What to do >>
Copy out again, unchanged, the listing below from the line that has "Task: annotate each instance of the white cloud" through the line that has "Target: bungalow".

•••

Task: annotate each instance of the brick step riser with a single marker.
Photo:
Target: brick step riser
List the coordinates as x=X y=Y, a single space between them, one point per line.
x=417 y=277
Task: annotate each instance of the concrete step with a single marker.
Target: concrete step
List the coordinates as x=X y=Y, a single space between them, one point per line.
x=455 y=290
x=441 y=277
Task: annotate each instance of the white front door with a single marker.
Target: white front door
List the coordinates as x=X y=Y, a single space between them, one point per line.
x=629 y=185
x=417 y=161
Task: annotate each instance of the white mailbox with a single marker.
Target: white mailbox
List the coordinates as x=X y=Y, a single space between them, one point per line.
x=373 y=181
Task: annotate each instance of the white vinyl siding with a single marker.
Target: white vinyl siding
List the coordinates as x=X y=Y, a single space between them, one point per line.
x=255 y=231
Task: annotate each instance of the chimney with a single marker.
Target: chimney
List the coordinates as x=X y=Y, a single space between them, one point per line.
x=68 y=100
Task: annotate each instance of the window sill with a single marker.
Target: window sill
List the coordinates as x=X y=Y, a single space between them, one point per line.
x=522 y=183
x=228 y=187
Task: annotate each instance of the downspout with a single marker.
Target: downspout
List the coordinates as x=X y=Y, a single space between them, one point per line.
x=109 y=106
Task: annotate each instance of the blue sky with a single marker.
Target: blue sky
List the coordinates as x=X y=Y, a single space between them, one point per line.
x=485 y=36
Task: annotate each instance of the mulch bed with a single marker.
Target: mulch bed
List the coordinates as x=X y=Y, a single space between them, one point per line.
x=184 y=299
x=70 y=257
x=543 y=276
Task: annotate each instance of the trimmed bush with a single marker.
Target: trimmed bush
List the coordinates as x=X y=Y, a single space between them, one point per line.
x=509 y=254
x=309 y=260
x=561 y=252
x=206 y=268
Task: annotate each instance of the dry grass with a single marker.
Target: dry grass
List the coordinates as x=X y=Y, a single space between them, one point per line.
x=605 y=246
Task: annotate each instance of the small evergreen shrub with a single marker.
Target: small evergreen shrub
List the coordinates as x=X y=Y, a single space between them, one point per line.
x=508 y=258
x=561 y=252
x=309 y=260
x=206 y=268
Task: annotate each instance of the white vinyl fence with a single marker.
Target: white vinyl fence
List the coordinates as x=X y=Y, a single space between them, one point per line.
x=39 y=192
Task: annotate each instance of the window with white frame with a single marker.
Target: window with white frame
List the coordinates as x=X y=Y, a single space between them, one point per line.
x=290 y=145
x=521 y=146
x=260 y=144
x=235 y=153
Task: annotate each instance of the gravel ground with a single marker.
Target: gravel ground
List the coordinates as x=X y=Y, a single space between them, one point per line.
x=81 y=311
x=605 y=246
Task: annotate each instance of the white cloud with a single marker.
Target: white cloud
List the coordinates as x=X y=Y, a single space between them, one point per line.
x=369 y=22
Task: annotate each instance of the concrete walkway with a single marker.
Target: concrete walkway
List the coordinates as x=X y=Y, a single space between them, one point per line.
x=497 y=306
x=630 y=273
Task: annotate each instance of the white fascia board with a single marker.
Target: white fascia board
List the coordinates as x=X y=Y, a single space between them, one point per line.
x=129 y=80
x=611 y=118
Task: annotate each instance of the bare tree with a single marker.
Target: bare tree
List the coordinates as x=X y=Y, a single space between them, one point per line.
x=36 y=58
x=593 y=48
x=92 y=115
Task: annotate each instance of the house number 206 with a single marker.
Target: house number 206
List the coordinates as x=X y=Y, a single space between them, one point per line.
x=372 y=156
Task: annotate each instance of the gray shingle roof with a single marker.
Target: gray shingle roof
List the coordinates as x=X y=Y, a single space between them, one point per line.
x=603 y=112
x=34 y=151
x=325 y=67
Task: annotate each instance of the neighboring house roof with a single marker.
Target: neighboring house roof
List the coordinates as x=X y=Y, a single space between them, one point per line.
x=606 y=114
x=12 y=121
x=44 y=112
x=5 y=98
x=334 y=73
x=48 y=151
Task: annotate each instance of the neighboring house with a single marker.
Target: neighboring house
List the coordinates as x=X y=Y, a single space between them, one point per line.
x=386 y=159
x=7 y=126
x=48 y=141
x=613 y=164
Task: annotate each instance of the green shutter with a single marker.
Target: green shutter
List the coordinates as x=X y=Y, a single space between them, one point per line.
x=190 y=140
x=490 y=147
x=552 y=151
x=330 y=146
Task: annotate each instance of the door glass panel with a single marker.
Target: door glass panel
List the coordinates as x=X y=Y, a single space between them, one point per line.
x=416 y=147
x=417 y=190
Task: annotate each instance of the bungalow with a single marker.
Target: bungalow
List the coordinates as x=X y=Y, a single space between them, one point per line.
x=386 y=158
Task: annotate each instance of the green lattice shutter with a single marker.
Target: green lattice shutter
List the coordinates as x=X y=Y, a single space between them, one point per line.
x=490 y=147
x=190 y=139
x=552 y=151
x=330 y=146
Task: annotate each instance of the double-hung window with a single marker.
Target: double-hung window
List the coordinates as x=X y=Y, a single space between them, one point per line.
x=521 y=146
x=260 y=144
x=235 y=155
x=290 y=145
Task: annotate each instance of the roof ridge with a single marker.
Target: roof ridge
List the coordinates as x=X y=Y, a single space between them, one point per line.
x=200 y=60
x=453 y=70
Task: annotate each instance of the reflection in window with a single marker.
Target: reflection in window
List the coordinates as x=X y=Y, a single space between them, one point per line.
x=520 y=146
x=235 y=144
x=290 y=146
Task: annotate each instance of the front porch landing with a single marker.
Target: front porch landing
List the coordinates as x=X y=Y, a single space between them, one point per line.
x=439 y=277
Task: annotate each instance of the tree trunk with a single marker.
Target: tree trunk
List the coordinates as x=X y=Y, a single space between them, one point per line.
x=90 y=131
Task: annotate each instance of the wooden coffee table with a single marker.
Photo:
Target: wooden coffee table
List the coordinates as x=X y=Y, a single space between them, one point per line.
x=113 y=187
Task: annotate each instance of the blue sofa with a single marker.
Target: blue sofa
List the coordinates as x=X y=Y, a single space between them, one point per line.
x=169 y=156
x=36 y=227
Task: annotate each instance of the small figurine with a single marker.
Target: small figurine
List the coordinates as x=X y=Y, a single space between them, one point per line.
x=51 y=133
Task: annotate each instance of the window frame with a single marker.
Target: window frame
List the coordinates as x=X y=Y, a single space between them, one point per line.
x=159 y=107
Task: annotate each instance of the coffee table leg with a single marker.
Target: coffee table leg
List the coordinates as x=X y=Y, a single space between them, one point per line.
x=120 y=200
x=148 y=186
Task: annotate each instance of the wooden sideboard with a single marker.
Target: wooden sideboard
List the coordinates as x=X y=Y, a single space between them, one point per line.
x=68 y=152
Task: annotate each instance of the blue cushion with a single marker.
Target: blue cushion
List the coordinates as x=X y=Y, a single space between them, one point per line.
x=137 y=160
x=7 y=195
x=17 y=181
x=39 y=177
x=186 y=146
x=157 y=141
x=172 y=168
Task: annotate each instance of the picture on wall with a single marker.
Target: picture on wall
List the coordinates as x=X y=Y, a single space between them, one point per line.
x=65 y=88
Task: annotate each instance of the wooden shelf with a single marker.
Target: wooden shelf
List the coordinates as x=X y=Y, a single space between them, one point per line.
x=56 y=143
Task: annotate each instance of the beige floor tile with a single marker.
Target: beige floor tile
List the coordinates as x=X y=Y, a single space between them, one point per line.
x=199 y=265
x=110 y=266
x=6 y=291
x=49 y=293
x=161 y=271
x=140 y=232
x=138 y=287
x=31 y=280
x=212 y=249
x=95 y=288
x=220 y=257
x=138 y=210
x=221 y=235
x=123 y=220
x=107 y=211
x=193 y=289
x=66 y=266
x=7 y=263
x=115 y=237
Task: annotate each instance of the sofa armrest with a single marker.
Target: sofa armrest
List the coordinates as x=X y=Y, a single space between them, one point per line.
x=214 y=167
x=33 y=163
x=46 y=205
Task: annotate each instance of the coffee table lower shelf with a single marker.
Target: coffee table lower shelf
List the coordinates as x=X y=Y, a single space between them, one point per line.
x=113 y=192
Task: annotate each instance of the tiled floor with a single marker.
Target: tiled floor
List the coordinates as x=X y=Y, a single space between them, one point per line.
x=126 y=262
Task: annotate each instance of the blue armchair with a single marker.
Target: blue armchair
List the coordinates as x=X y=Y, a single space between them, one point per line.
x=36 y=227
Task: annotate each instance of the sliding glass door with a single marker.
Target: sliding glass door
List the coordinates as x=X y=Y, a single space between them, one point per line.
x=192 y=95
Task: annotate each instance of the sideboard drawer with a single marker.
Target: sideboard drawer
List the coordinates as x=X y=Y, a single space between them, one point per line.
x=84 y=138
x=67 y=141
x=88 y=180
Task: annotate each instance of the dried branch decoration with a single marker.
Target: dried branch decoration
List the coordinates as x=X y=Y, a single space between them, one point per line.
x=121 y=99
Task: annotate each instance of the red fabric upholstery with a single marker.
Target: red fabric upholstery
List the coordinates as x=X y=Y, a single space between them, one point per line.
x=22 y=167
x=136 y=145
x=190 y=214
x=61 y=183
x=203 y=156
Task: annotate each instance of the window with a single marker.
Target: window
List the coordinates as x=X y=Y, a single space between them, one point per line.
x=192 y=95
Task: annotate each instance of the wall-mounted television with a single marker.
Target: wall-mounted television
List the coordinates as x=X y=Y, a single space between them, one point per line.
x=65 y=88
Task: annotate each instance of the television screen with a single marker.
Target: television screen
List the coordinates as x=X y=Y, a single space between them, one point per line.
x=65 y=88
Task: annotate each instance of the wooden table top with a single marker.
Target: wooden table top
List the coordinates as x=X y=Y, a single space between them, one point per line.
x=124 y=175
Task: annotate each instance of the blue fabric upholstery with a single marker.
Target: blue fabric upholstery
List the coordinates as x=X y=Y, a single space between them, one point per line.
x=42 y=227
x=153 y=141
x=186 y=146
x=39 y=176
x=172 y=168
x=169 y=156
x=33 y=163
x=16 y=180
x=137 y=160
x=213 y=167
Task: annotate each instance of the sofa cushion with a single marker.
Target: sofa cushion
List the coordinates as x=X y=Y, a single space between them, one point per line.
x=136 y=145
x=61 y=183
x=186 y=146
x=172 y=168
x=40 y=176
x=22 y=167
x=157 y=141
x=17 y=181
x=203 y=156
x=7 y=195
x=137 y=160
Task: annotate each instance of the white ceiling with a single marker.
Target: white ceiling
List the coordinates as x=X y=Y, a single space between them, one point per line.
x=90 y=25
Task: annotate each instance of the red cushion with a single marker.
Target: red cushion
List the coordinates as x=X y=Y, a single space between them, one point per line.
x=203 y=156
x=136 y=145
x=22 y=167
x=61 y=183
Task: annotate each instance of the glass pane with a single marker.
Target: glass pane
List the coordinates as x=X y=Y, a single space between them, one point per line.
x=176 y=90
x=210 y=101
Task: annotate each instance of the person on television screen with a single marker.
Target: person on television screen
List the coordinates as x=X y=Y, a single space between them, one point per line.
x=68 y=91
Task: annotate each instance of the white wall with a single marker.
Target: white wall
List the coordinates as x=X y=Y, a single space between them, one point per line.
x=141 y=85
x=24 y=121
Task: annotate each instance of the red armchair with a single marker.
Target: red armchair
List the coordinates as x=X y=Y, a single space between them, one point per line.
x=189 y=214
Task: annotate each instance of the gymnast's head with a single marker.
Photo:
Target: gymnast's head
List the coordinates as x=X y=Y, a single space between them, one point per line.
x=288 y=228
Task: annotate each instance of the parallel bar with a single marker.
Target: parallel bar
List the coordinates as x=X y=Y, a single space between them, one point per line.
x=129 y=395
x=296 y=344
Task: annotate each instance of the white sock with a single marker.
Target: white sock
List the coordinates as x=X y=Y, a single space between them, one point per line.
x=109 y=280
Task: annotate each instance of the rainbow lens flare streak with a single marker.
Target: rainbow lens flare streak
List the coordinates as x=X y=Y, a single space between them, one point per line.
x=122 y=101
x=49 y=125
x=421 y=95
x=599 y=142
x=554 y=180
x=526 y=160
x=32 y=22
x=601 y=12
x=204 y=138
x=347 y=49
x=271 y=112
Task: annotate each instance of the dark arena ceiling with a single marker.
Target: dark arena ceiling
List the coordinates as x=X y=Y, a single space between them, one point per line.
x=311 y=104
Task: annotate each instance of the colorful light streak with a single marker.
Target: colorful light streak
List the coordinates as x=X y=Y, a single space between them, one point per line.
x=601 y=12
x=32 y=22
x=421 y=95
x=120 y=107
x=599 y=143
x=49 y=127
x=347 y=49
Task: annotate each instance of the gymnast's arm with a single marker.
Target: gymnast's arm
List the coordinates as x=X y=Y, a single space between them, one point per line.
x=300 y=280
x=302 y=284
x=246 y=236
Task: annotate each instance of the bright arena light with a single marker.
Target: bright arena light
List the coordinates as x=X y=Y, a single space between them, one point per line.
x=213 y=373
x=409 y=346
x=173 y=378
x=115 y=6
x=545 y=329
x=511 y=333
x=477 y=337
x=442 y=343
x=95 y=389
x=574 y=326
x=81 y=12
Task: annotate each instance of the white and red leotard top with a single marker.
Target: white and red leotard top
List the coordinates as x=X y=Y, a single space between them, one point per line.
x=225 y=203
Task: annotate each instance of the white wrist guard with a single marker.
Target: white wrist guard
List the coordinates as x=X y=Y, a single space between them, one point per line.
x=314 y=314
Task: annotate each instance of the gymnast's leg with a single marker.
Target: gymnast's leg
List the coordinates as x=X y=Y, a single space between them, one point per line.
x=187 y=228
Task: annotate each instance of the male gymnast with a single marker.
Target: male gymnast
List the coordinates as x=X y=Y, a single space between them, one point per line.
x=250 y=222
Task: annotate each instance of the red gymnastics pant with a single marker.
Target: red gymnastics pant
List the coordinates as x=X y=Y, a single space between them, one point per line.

•••

Task output >>
Task: annotate each instance of the white cloud with a single marker.
Target: white cloud
List the coordinates as x=X y=Y, a single space between them, one point per line.
x=369 y=22
Task: annotate each instance of the concrete walkway with a single marker.
Target: concrete walkway
List the coordinates as x=X y=Y, a single space between them, one point per line.
x=497 y=306
x=630 y=273
Task: annotate each instance of the white fascia board with a single marker.
Target: white fascia board
List the coordinates as x=X y=Y, a single space between them, one point per line.
x=129 y=80
x=611 y=118
Task: annotate each instance of the bare tree with a single marker.
Target: bare tree
List the coordinates as x=X y=Y, a single space between them, one point per line.
x=36 y=58
x=593 y=48
x=92 y=115
Task: annotate each instance of the house number 206 with a single marker.
Target: house number 206
List the coordinates as x=X y=Y, a single space between them, one point per line.
x=372 y=156
Task: annotate each instance of the gray shingle roof with a single marker.
Target: gray shingle roof
List the coordinates as x=X y=Y, a single space between them, one point per line.
x=603 y=112
x=34 y=151
x=325 y=67
Task: annotate each instance of the neighboring house roof with a single marker.
Target: neighboring house roof
List the coordinates as x=X y=Y, a single space between them, one point per line.
x=606 y=114
x=12 y=121
x=44 y=112
x=5 y=98
x=334 y=73
x=48 y=151
Task: annotate each instance of the neighboring house with a single marker.
Target: neighboring house
List the coordinates as x=X y=Y, a single space between them, one point per line.
x=386 y=159
x=7 y=126
x=48 y=141
x=613 y=164
Task: annotate each instance of the green shutter with a single marker.
Target: green shutter
List the coordinates as x=X y=Y, a single space between them, one point per line.
x=190 y=140
x=490 y=147
x=552 y=151
x=330 y=146
Task: annotate each instance of the door glass panel with a single marker.
Target: door glass panel
List the coordinates as x=X y=Y, a single space between them, one point per line.
x=416 y=147
x=417 y=190
Task: annotate each instance of the bungalow with a single marker.
Target: bungalow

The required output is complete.